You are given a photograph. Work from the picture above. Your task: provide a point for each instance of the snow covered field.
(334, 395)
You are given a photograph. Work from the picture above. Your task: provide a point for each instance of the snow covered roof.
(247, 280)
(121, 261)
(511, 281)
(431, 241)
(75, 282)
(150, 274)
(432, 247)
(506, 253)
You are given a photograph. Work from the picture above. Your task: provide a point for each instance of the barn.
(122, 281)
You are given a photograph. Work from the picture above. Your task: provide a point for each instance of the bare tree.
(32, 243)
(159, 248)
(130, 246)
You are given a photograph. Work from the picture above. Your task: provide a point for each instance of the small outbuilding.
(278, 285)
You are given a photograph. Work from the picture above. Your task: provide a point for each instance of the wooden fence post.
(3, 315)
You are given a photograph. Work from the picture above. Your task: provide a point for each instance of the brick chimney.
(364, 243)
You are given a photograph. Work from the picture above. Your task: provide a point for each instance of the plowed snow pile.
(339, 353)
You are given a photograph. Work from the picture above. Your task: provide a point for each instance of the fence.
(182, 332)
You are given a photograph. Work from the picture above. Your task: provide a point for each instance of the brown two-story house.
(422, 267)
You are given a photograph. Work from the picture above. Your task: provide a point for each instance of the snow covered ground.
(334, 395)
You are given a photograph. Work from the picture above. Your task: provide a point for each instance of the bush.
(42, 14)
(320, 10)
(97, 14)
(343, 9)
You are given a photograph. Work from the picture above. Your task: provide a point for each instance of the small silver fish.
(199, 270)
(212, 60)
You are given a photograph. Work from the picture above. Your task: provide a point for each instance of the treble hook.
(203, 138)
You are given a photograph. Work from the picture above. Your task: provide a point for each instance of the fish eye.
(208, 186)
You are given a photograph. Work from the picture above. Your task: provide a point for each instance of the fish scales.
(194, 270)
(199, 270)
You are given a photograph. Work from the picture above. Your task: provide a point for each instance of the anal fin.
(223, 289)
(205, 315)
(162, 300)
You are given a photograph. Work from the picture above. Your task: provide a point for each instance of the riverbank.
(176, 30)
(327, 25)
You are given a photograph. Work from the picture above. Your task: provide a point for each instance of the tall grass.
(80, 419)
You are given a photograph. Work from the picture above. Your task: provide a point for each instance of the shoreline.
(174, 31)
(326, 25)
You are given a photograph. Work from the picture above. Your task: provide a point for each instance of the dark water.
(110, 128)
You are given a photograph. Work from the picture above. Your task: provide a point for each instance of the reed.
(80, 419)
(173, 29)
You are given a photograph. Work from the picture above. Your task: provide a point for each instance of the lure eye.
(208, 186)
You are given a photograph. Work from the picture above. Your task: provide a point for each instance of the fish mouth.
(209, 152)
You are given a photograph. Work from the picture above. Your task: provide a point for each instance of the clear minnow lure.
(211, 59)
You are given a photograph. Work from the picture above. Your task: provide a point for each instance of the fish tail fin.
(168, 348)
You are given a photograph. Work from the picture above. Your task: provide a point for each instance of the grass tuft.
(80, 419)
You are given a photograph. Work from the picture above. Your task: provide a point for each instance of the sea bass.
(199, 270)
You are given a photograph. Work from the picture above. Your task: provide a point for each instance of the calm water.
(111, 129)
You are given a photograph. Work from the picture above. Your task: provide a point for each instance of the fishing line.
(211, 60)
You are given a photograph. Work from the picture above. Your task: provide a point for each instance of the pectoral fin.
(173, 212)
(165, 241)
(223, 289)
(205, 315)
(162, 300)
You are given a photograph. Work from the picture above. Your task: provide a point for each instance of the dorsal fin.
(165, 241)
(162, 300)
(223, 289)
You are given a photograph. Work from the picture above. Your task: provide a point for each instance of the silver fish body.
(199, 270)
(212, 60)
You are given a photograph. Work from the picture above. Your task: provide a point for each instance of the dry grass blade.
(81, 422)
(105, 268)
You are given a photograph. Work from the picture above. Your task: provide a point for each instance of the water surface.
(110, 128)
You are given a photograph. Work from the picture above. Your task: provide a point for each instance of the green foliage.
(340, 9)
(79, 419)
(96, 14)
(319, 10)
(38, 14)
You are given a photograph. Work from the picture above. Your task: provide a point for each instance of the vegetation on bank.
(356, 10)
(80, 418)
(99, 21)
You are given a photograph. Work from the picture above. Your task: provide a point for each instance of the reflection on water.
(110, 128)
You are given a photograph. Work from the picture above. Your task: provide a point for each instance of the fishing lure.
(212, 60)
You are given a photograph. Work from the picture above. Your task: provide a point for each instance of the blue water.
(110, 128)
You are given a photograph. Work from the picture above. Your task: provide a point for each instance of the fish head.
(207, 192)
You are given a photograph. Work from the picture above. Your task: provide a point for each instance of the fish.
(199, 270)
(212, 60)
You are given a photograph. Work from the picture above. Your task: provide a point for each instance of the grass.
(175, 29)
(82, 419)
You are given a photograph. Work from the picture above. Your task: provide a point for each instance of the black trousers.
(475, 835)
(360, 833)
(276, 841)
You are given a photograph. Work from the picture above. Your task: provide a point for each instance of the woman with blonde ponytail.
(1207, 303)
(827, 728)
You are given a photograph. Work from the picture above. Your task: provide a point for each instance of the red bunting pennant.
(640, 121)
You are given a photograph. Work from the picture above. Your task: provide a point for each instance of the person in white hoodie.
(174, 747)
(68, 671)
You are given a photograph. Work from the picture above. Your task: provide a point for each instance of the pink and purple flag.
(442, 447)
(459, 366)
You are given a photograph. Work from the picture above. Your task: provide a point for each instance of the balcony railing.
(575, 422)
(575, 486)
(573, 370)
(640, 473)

+---+

**Your task**
Return the records exactly, character for character.

**Task output**
You are given a photograph. Work from the picture above. Your task: provide a point for each instance of the snow covered field.
(334, 395)
You are given a photograph. Work from the picture above. Your task: provide a point for each instance of the snow covered roof.
(247, 280)
(121, 261)
(511, 281)
(431, 241)
(75, 282)
(150, 274)
(432, 247)
(506, 253)
You are given a photograph. Work from the picture above. Your task: provide a point for each instance of the barn.
(122, 281)
You are given a photograph. Work from the picture above. Your task: provide a point for each instance of the bare tree.
(32, 243)
(159, 248)
(130, 246)
You are given a photograph. Work from the picture above. Your task: provide a point for each instance of the small outbuilding.
(278, 285)
You are given a photograph. Work from the picture above. Your task: provide a point for each instance of the wooden fence post.
(3, 315)
You are given a photograph. Work from the picture above. Your task: provide a point for each instance of the brick chimney.
(364, 243)
You are given a photograph. Work from the picture above. Your task: provide a point for each instance of the plowed snow pile.
(339, 353)
You are given a photograph. Work from the picture above. Your task: provide a point for each instance of the fence.
(182, 332)
You are given a photograph. Work from the picture above. Your task: provide a point for each instance of the brown two-story house.
(422, 267)
You are given a photograph. Work from the picture above. Your task: provide a point for each instance of the snow covered ground.
(334, 395)
You are given a photograph. Work from the picture above. Your task: provide a point for each instance of the bush.
(42, 14)
(320, 10)
(97, 14)
(343, 9)
You are given a photograph. Work from the picture above. Your task: provide a point for each instance of the small silver fish.
(199, 270)
(212, 60)
You are given a photograph. Work from the picture above. Your task: provide a point for each instance of the treble hook.
(203, 138)
You are given a photograph. Work from the picture above. Your task: provide a point for each instance of the fish eye.
(208, 186)
You are given a photograph. Work from the picture above. Your task: provide a point for each instance of the fish scales.
(194, 270)
(199, 270)
You are given a photograph. Work from the picture above. Your task: provide a point for each instance of the anal fin.
(223, 289)
(205, 315)
(162, 300)
You are given a photograph. Work from the picture above. Your task: provide a point for each instance of the riverbank.
(176, 30)
(327, 25)
You are given a photograph. Work from the picture above. Your task: provide a point for each instance of the tall grass.
(80, 419)
You are given a photograph. Work from the picture above. Your task: provide a point for each instance of the shoreline.
(174, 31)
(326, 25)
You are given a photograph. Work from the picture above. Your task: provide a point for each instance of the dark water.
(110, 128)
You are given a photograph. Work from the picture above. Your task: provide a point for each instance of the reed.
(80, 419)
(173, 29)
You are given a photograph. Work from the picture above. Your task: provide a point for each instance of the lure eye.
(208, 186)
You are given a photograph. Work from the picture above. Your task: provide a point for each instance of the fish mouth.
(209, 152)
You are given a photograph. Work from the picture above. Your task: provide a point for each instance of the clear minnow lure.
(211, 59)
You are given a photograph. Work from the picture above. Your task: provide a point for each instance of the fish tail fin.
(168, 348)
You are given a photograph. Work from the picture above. Your task: provide a point for each instance of the grass tuft.
(80, 419)
You are given a photograph. Work from the picture above. Your task: provide a point for each instance of the sea bass.
(199, 270)
You are given a photograph. Work from the picture above. Your task: provide a point for each instance of the calm water.
(111, 129)
You are given a photograph. Work from the picture above. Your task: provide a point for each instance of the fishing line.
(211, 60)
You are given a photograph. Work from the picture above. Your task: provide a point for each instance of the pectoral fin.
(173, 212)
(165, 241)
(223, 289)
(205, 315)
(162, 300)
You are given a photograph. Work from the picture above. Your task: provide a point for each instance of the dorsal fin.
(165, 241)
(162, 300)
(223, 289)
You are given a photograph. Work from the picture above. Your task: provide a point for each instance of the silver fish body.
(199, 270)
(212, 60)
You are given a photograph. Work from the picture above. Your task: provide a point for each instance of the dry grass blade.
(81, 422)
(105, 268)
You are given a photograph. Work from the picture above. Your task: provide a point for each instance of the water surface.
(110, 128)
You are given a photograph. Work from the picture above. Your task: provide a point for each instance of the green foliage.
(340, 9)
(79, 419)
(96, 14)
(319, 10)
(38, 14)
You are given a photograph. Work from the picture above. Your task: provide a point for each instance of the vegetation on bank.
(356, 10)
(80, 418)
(99, 21)
You are given a photograph. Work from the picture above. Your task: provide a point for each instance of the reflection on water.
(110, 128)
You are given a photograph. Work from the picture above. Your task: provide a point for each instance of the fishing lure.
(212, 60)
You are given a photograph. Work from the picture above. Your task: provide a point for each instance of the blue water.
(110, 128)
You are given a photograph. Work from the picture above. Your task: provide a point for each instance of the fish head.
(207, 192)
You are given a photograph. Work from the picture above. Your task: provide a point for each instance of the fish.
(199, 270)
(212, 60)
You are given a photograph. Work from the picture above. Your task: provide a point for each instance of the grass.
(175, 29)
(82, 419)
You are given a photograph. Work from the picture above. Your task: provide a point for each instance of the black trousers.
(475, 835)
(360, 833)
(276, 841)
You are given a photograph. Work from the picture above. Your task: provide a point for each instance of the woman with blonde ponytail.
(1207, 303)
(827, 728)
You are given a photograph. Work from the picture above. Your task: provide a point for each instance of the red bunting pennant.
(640, 121)
You are given a photograph. Work from the picture above. Your task: provide a point for each instance of the person in white hoodie.
(174, 747)
(68, 671)
You are given a photograph. Work from the picture above. Your task: provide a point for each instance of the pink and purple flag.
(442, 447)
(459, 366)
You are given a photograph. Work from the picture above. Your task: provide a point for each instance of the balcony railing.
(575, 422)
(575, 486)
(573, 370)
(640, 473)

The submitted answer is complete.